(Location identification entries)
BEGIN

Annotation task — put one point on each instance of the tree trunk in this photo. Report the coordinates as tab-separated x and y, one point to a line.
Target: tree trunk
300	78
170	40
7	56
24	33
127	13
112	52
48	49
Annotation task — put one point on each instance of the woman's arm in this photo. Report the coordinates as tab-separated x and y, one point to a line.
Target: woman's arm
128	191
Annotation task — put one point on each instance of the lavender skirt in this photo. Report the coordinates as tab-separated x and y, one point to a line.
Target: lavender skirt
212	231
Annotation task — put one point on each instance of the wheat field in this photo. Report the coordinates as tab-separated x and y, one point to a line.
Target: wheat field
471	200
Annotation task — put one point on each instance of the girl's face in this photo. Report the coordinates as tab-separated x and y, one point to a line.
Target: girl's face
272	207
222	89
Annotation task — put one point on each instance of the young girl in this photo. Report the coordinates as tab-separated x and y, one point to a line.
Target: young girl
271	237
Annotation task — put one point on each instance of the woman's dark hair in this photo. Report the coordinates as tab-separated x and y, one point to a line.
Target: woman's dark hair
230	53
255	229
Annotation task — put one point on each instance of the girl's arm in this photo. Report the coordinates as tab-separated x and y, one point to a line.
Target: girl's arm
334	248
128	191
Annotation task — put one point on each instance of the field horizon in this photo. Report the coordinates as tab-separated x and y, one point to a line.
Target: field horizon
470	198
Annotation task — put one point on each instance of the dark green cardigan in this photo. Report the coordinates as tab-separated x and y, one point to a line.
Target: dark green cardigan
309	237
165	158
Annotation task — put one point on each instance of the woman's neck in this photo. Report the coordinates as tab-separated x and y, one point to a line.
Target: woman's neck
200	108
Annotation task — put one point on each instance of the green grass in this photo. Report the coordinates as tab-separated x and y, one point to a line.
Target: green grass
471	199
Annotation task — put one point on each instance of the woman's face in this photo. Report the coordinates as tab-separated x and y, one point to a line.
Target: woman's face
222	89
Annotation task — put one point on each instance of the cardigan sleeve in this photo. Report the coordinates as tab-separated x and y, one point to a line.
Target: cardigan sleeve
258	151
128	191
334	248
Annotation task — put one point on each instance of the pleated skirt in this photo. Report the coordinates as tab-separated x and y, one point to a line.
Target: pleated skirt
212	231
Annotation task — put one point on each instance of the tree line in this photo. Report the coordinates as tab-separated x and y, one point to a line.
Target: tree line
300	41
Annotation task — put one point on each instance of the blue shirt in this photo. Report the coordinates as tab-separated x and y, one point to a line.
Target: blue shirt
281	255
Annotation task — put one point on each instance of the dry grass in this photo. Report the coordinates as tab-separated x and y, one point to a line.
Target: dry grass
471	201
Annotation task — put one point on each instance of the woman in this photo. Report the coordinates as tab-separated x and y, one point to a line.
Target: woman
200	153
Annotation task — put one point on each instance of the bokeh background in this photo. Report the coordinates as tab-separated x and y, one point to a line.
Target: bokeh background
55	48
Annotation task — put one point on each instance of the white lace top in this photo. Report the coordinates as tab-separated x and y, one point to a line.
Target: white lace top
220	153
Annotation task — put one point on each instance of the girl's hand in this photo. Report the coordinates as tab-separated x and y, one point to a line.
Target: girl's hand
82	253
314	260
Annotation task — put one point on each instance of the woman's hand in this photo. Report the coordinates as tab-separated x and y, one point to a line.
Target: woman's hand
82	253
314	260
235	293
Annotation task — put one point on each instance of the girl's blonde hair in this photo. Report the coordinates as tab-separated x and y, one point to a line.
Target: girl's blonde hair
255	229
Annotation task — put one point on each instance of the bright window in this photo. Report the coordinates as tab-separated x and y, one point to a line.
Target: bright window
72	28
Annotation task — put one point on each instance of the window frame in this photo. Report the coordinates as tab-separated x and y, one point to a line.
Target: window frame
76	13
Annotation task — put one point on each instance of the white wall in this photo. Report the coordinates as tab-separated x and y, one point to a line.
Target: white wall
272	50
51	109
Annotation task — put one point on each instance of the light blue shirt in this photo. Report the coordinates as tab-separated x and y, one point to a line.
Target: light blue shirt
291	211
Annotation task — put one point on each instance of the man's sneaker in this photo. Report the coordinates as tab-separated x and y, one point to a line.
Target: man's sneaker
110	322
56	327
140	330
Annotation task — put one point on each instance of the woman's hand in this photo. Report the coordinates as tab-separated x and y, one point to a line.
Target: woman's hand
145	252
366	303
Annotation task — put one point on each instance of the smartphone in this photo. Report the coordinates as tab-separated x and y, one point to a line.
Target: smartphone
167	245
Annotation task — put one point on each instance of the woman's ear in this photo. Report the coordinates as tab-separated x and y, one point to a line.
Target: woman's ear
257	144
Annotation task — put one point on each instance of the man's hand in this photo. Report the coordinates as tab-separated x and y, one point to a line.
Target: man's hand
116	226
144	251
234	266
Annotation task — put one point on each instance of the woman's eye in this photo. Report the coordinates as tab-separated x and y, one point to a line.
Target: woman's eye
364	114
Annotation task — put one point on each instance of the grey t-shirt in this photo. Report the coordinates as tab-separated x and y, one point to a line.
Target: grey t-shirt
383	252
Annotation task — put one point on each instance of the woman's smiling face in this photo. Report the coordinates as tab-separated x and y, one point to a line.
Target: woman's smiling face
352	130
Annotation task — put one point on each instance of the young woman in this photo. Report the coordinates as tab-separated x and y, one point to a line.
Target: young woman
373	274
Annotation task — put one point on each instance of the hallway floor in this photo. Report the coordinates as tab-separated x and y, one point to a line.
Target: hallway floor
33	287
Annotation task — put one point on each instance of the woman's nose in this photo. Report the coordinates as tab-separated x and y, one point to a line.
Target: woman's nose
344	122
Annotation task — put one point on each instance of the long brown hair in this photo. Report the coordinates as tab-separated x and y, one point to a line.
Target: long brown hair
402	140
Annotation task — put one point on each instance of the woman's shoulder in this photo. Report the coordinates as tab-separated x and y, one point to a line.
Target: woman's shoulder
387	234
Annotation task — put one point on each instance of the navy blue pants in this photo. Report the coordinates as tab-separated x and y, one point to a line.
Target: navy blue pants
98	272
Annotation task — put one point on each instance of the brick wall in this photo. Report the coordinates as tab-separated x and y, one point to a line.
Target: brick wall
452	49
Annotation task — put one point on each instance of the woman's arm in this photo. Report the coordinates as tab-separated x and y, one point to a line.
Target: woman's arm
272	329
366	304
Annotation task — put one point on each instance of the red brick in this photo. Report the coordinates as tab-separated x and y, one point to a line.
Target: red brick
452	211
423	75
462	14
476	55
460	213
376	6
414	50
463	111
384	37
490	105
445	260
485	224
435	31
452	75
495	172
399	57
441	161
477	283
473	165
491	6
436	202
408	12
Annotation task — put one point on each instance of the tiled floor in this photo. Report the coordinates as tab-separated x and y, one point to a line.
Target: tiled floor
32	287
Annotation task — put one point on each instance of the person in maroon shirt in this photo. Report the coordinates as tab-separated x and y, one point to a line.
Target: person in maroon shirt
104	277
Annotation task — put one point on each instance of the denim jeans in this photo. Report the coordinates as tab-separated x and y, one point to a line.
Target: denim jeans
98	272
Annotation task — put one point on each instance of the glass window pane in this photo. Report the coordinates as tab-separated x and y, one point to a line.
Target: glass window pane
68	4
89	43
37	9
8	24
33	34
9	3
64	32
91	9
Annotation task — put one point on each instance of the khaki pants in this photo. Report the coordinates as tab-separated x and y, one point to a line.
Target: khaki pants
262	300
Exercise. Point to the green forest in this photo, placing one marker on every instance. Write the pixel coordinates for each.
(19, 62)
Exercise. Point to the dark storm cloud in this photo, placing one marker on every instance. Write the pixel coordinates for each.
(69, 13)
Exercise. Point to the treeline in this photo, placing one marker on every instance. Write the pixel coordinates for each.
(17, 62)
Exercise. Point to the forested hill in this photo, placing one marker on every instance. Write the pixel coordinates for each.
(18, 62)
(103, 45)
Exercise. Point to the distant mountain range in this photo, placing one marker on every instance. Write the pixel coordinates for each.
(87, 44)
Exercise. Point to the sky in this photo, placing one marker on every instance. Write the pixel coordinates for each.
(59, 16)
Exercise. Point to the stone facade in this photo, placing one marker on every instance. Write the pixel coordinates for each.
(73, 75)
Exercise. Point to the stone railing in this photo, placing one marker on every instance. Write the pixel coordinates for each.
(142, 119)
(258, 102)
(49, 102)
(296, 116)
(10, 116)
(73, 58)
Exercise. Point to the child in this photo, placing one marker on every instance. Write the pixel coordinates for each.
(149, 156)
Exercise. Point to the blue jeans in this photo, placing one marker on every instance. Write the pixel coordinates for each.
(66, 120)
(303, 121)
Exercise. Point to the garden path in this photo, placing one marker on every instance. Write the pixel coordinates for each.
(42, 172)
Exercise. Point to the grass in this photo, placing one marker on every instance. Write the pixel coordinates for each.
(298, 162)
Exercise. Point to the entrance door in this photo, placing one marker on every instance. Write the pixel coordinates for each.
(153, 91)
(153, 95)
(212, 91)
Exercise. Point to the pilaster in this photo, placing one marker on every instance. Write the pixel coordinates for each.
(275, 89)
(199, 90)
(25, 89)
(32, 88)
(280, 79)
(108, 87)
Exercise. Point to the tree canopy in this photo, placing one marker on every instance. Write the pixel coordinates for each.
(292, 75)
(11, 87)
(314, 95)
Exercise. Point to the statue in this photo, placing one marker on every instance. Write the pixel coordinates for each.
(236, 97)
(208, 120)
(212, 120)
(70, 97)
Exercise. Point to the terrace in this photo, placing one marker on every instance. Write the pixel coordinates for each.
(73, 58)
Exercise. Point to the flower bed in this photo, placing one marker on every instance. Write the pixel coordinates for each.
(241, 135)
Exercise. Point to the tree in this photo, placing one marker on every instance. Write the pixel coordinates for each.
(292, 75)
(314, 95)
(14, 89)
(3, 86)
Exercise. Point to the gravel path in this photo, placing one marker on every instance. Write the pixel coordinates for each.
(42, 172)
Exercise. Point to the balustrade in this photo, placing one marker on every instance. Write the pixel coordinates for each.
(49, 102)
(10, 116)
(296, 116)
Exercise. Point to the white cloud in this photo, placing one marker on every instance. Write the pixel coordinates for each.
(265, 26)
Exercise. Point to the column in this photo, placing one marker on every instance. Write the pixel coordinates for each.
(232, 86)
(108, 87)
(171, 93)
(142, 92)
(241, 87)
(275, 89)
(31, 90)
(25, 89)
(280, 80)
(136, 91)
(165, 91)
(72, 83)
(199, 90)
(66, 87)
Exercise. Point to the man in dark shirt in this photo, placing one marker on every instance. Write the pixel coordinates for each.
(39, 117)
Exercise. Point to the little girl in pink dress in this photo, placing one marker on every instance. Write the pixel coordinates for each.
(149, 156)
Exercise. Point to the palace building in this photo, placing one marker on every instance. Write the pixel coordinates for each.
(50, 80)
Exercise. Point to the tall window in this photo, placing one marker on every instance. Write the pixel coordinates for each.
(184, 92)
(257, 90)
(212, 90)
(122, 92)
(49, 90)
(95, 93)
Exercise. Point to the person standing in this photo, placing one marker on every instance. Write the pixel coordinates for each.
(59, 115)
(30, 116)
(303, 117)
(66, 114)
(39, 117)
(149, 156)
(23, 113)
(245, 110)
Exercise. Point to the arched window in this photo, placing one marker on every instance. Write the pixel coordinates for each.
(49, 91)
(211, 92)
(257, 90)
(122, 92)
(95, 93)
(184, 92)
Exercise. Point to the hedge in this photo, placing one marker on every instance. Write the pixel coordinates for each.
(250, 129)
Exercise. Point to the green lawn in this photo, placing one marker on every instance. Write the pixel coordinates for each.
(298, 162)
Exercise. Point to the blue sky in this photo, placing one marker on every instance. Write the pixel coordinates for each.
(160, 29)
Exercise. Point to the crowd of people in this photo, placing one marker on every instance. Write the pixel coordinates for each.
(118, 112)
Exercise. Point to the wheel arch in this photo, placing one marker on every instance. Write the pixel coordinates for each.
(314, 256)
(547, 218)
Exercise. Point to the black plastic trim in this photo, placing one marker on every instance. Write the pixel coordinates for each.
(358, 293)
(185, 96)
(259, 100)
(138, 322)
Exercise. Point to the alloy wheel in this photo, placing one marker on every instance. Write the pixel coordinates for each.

END

Work to do: Extract exactly the lines between the line containing "Exercise. Point to the man" and the end of the data, including both.

Output of the exercise:
Exercise. Point to the man in dark shirt in this photo, placing one marker on every instance. Write the pixel coordinates for each.
(39, 117)
Exercise. Point to the little girl in pink dress in this photo, placing one marker on every instance. Write the pixel coordinates for each.
(149, 156)
Exercise. Point to the palace building in this photo, placing one marker on every instance. Write the pixel coordinates for each.
(50, 80)
Exercise. Point to the tall window in this photo, placing one marker on every instance. Write the pixel coordinates for each.
(184, 92)
(257, 90)
(212, 90)
(122, 92)
(49, 90)
(95, 93)
Exercise. Point to the person standing in this photo, placing one marker on every instance. Write the pixel coordinates for each.
(59, 115)
(30, 116)
(303, 117)
(66, 114)
(39, 117)
(149, 156)
(23, 113)
(245, 110)
Exercise. Point to the arched window in this photo, placing one marker on every instance. Write the pixel coordinates for each.
(49, 91)
(211, 92)
(257, 90)
(122, 92)
(95, 93)
(184, 92)
Exercise. Point to the hedge in this photo, placing one marker on every instance. Write the pixel coordinates for each.
(250, 129)
Exercise. Point to the green lawn in this photo, placing one marker on every instance. Write the pixel coordinates for each.
(298, 162)
Exercise. Point to the blue sky in this photo, placing one marker on every instance. Write the pixel coordinates for each.
(160, 29)
Exercise. Point to the crowd of people in this photo, placing one marker on every instance. Write the pixel coordinates for each.
(118, 112)
Exercise. Point to the wheel arch in this photo, placing one marker on every instance. Write the pixel coordinates for each.
(314, 256)
(547, 218)
Exercise. Point to the black plastic trim in this photo, placing one marker on every instance. Write the pixel coordinates for each.
(358, 293)
(185, 96)
(259, 100)
(138, 322)
Exercise. Point to the alloy wheel in this photo, placing one marker on every instance. Write the pixel coordinates for each.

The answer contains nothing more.